_Goal of the exercise_:
Copy the text on Malaysia's 2022 property market starting with "Malaysia’s Overnight Policy" and going on through "mortgage lending decreased.", but change "slashed" to "cut".

══ Text for analysis

The issue of furnished apartments competing with newer incoming units arises as a result, and the longer a home remains unsold after completion, the less attractiveness it retains for purchasers.
An uncertain outlook for 2022
Due to various variables, most industry analysts anticipate that the 2022 real estate market will be challenging and chaotic. At the end of 2021, the Home Ownership Campaign’s (HOC) incentives and deals ended.
Malaysia’s Overnight Policy Rate (OPR) was slashed by a cumulative 125 basis points during the Covid-19 crisis to an all-time low of 1.75% by Bank Negara. As a result, the cost of mortgage lending decreased.
However, economists believe interest rates will climb later due to the improving economy. Bank Negara Malaysia will follow suit and raise interest rates due to pressure on central banks worldwide to combat inflationary pressures, mainly to prevent a ringgit devaluation.
Additionally, other variables are at play, like the updated Malaysia My Second Home (MM2H) regulations, which could lower international interest in local properties. Rahim & Co predicts that residential real estate prices will see a correction and experience only moderate growth in the future.
The economic aspect
Favourable economic conditions mean more money to spend and a more positive attitude toward property investment. Demand raises prices. Source: Independent News Service
The economy must first revive to spur the housing market. Continued government support, the anticipated easing of Covid-19 control measures, and a rise in demand from both the external and domestic sectors will contribute to economic development in 2022.
The first aspect that will fuel the property market is a recovering economy. Growth in the manufacturing and service sectors will boost employment and enhance household income and savings.
Continued policy assistance, the predicted easing of Covid-19 control measures, and a rise in demand in both the foreign and domestic sectors will drive economic development in 2022.
A recovery in the manufacturing sector, as well as in construction and infrastructure projects, will increase jobs and stimulate the economy. High external demand and rising commodity prices will help export growth.
Annual property market assessment and forecast for the Malaysian property market in 2022 by Henry Butcher says the economy’s ongoing recovery and the decreasing unemployment rate will positively affect the residential market in 2022.
In September, 15.4 million individuals were employed, up from 15.2 million in January. Unemployment has fallen from 5.3% in May to 4.5% in September. Bank Negara Malaysia forecasts 5-6% economic growth in 2022, up from an estimated 4.5% this year.
The risk of high inflation
According to Bank Negara Malaysia, higher underlying inflation will cause Malaysia’s headline inflation to range between 2.2% and 3.2% in 2022. Source: ING
There’s no denying that the Russia-Ukraine conflict has altered the global economy. Malaysians have been battered recently by rising prices for essential products and necessities.
In addition, we import about two-thirds of our intermediate items. Local and multinational enterprises operating in Malaysia are also being affected by supply chain disruptions from the global supply chain.
Developers will have to tolerate reduced profit margins as building material costs rise, and market conditions do not favour rising selling prices to compensate for the higher expenses.
Many factors have contributed to the price hike.
Covid-19 has heavily distorted the market dynamics and the norms. It was difficult to determine how much of the changes were due to the two-year lockdown, which caused job losses and business closures. The economy’s reopening has increased demand for food and beverage, retail, and travel, among others.
The interruption in raw material supply, labour, and fuel and energy prices due to Covid-19 and the ongoing Ukraine-Russia conflict have jacked up real-estate prices. Housing affordability has never been more challenging given that today’s households are grappling with Covid-19 due to the Omicron version and a higher cost of living that has reduced their discretionary salaries.

════
══ Extracted entries

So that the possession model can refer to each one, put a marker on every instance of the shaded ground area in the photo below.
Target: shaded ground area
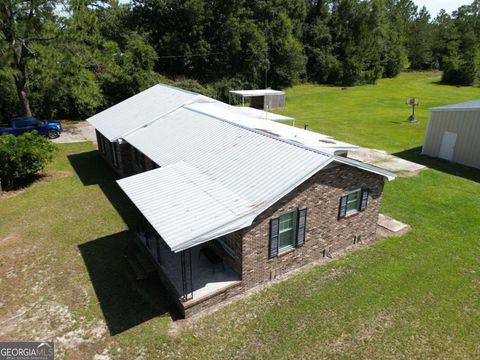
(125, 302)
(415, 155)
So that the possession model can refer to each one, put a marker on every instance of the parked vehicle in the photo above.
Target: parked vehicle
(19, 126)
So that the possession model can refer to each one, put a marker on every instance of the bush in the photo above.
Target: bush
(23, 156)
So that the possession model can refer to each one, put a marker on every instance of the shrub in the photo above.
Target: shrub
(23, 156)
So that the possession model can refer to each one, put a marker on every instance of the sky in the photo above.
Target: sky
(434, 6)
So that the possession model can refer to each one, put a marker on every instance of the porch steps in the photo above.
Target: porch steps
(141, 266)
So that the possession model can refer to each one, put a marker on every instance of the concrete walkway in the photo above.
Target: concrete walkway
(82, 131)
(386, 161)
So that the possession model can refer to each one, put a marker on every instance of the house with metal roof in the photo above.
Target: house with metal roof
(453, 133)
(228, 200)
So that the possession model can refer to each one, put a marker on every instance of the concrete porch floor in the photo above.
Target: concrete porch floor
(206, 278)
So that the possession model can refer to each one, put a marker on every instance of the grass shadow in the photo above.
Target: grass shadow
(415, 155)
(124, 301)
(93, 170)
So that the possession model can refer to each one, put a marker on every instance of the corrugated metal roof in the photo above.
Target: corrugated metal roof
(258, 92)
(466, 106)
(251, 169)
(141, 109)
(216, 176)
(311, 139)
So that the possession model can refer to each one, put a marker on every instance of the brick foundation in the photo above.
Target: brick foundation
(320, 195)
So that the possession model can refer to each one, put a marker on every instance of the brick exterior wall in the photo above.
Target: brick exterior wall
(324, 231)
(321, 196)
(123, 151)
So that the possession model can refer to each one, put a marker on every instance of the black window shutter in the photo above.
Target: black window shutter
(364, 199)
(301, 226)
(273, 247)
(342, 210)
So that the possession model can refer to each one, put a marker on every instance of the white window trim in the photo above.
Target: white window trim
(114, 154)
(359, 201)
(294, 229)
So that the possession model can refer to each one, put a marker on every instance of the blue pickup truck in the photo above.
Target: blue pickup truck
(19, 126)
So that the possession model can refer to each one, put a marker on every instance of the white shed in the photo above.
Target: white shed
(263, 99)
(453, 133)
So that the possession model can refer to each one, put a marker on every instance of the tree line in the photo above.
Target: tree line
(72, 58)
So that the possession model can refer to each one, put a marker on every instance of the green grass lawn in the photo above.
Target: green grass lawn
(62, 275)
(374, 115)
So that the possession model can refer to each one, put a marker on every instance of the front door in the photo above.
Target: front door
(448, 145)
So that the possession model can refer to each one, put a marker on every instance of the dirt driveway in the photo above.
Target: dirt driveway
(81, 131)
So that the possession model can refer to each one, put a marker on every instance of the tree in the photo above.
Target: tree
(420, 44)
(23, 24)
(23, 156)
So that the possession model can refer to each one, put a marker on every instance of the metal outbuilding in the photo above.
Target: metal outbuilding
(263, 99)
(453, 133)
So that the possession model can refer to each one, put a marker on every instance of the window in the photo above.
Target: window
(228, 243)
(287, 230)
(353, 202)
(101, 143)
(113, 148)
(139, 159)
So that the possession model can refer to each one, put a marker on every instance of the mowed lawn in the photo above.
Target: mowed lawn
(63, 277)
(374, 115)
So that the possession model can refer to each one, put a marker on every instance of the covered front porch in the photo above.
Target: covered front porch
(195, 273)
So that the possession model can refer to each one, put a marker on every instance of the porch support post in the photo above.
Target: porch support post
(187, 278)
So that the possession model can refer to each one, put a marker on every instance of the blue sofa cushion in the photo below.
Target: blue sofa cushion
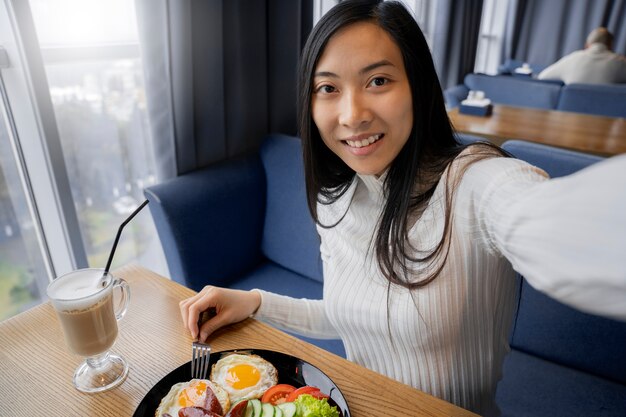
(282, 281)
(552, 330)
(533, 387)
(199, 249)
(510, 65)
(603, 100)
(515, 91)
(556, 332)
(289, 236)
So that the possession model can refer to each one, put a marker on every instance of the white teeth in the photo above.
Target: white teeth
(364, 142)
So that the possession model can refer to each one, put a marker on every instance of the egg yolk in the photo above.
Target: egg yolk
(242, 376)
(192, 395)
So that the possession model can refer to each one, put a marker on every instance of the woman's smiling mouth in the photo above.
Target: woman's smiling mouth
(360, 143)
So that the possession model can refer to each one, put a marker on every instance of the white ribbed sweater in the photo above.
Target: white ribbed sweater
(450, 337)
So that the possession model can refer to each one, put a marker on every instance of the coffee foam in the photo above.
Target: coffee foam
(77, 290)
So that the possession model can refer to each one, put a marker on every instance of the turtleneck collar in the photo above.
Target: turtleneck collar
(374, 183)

════

_Solved exercise_:
Malaysia’s Overnight Policy Rate (OPR) was cut by a cumulative 125 basis points during the Covid-19 crisis to an all-time low of 1.75% by Bank Negara. As a result, the cost of mortgage lending decreased.